▸ PASSAGE SHOWN
--- --- ---

The trial court properly held the defendants entitled to a credit of $3,152.95 with interest computed at six per cent as directed in our first opinion. The defendants are entitled to recover from the Collector of Internal Revenue the amount held by him and representing the difference between the amount of the lien for taxes and the amount of the sale. Thus the defendants will receive what they expended for the property, and we think they are entitled to no more.

As their third assignment, the defendants contend that the court erred "in finding that defendants were not allowed a credit for fees for supervision and in striking from said accounting the compensation paid by defendants for supervision during intervening years." The trial court disallowed defendants' claim for credit at the rate of $20 per month on account of payments to T.B. Watters, one of the defendants, as compensation for renting, collecting rentals and supervising the premises. The defendant Watters, a dealer in real estate and insurance, was the owner of an eighth interest in whatever rights the defendants had in the premises. He testified that he attended to repairs, the collection of rentals, the keeping of the books and management of the building, and that $20 per month was a reasonable fee for his services. We find *Page 266 no claim that he rendered any unusual service in connection with the management of the property.

In Caro v. Wollenberg, 83 Or. 311, 163 P. 94, this court said:

"While the mortgagee is in possession of mortgaged realty his attentions to the matter are in his own interest and he cannot collect pay for services rendered for himself." Caro v. Wollenberg, supra.

In Investors Syndicate v. Smith, 105 F.2d 611 (C.C.A. 9th, 1939), the Court of Appeals in construing the Oregon law on this point said:

"A mortgagee in possession must account for, and apply, the rents and profits on the debt secured; is entitled to reimbursement for keeping the property in repair, but `cannot collect pay for services rendered for himself' in attending the mortgaged property, or obtain `reimbursement for permanent improvements which he installs.'" Investors Syndicate v. Smith, supra.

Again it is said:

"A mortgagee in possession is not entitled to compensation for his own trouble in taking care of the estate and renting it, although there is an agreement between him and the mortgagor that he shall have such compensation. The reason given for this rule is, that to allow such compensation would tend directly to facilitate usury and oppression. And moreover the care he bestows is for the furtherance and protection of his own interests, being not an agent, but for the time, as it were, the owner." 2 Jones, Mortgages (8th ed. 1928) § 1449.

The cases cited by the defendants represent the minority rule which we are not disposed to follow.

The defendants seek to distinguish the case of Caro v.Wollenberg, supra, by pointing out that, although the defendant Watters who managed the property was *Page 267 one of the mortgagees, he was also acting for the benefit of the other mortgagees as well as for himself. The defendants would seek the benefit of some cases from other states which have held that a mortgagee may charge for the services of an agent employed by him to collect rents when a prudent owner acting for himself would probably have done so. 2 Jones, Mortgages (8th ed. 1928) § 1450. Our decisions have made no such distinction, and we think the facts of this case do not require any extension of the rule as above stated. All of the defendants in the case at bar have acted in unison according to a careful plan to defeat the plaintiff in his rights to the property, and in general they have acted through the defendant Watters as ther representative.

--- --- ---

▸ Stored data entries
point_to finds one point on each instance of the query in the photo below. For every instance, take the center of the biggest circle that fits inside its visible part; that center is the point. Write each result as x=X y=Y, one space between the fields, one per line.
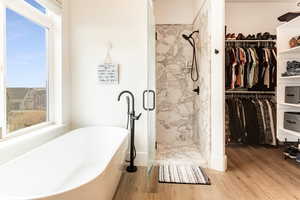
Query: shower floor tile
x=184 y=154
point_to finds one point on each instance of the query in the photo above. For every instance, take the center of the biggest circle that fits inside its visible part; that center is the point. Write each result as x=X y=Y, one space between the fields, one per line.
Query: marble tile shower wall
x=175 y=110
x=202 y=112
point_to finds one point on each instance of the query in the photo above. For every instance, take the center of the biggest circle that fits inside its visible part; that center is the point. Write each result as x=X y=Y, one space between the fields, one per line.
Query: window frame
x=52 y=22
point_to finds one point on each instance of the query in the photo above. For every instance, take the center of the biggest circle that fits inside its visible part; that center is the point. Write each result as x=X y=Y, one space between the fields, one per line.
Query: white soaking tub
x=85 y=164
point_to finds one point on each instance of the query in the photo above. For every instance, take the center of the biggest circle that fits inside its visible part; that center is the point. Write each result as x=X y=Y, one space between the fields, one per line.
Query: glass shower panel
x=151 y=86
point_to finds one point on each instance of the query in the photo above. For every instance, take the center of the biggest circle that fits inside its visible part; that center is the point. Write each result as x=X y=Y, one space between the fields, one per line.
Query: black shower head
x=185 y=37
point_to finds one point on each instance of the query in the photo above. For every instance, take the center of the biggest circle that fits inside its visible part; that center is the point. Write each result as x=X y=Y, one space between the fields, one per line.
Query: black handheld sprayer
x=132 y=118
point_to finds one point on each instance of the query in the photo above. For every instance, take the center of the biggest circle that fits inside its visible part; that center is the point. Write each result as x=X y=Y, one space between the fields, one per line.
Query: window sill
x=32 y=131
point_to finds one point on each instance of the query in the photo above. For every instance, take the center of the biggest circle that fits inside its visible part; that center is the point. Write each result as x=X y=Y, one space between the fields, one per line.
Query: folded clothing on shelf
x=258 y=36
x=293 y=68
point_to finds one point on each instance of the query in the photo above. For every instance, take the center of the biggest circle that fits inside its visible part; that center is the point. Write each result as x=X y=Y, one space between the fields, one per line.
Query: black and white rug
x=182 y=174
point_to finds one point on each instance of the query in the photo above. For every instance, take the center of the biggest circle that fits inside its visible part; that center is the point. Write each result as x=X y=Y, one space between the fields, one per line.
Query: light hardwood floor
x=254 y=173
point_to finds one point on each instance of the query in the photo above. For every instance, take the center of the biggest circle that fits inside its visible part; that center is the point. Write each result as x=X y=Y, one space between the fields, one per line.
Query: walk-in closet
x=262 y=78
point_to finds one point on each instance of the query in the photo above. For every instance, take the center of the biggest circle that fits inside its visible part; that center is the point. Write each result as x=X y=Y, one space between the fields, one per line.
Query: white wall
x=93 y=24
x=174 y=11
x=251 y=18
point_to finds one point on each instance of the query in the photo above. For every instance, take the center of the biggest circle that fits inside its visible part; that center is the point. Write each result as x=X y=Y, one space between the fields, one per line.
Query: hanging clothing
x=252 y=68
x=251 y=120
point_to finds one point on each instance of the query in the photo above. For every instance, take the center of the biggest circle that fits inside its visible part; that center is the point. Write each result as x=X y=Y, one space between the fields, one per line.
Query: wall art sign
x=108 y=73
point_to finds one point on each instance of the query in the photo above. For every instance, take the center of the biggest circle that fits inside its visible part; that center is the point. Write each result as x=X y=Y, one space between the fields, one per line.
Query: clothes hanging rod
x=251 y=92
x=274 y=41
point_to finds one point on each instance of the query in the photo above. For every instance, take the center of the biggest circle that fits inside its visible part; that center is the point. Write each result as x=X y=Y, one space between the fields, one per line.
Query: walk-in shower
x=177 y=74
x=194 y=65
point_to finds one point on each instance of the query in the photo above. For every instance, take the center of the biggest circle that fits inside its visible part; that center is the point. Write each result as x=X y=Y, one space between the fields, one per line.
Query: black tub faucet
x=131 y=115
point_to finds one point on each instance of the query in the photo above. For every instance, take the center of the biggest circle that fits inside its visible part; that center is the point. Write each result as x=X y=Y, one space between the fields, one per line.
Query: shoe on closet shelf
x=240 y=37
x=233 y=36
x=291 y=152
x=259 y=36
x=266 y=36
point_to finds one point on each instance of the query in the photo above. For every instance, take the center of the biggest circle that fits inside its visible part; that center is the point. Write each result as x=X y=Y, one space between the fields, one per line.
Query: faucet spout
x=130 y=94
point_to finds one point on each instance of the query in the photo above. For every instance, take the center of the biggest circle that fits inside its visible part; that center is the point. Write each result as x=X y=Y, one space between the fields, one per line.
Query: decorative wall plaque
x=108 y=74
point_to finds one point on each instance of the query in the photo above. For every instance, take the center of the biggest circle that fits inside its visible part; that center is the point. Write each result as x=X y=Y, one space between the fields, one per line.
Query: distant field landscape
x=25 y=107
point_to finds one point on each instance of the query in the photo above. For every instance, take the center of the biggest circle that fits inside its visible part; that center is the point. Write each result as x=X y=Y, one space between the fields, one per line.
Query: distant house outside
x=25 y=107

--- --- ---

▸ TASKS FOR THIS EXERCISE
• A. Reproduce the part of the court opinion starting with "Again it is" and going on through "1928) § 1449.", word for word.
• B. Write the next part of the court opinion, starting after its final sentence.

▸ TASK-BY-TASK ANSWERS
• A.
Again it is said:

"A mortgagee in possession is not entitled to compensation for his own trouble in taking care of the estate and renting it, although there is an agreement between him and the mortgagor that he shall have such compensation. The reason given for this rule is, that to allow such compensation would tend directly to facilitate usury and oppression. And moreover the care he bestows is for the furtherance and protection of his own interests, being not an agent, but for the time, as it were, the owner." 2 Jones, Mortgages (8th ed. 1928) § 1449.

• B.
The defendants as their fourth contention assert that the trial court erred in refusing to allow the defendants credit for premiums paid by the defendants for insurance of various kinds upon the real property in question. The evidence discloses that the insurance was of three kinds — fire, plate glass and public liability. The policies were issued by companies which the defendant Watters represented as agent, and they yielded to him a substantial commission. The policies were in favor of the defendants as owners. The plaintiff was not named as a beneficiary nor was the insurance taken out for his benefit. The defendant Watters testified:

"Q. Who did you list as owners of the building? That is what I'm interested in knowing.

"A. Mary L. Moore, M.S. West, C.J. Martin and T.B. Watters.

"Q. You never listed Mr. Murray?

"A. No.

"Q. So that, in any action that might have been brought there as a result of an accident or injury *Page 268 occasioned from a defect in that building, Mr. Murray would not be protected in any of your policies, if somebody might differ with you and have sued him as owner? You did not attempt to protect Mr. Murray by your public liability insurance, did you?

"A. No.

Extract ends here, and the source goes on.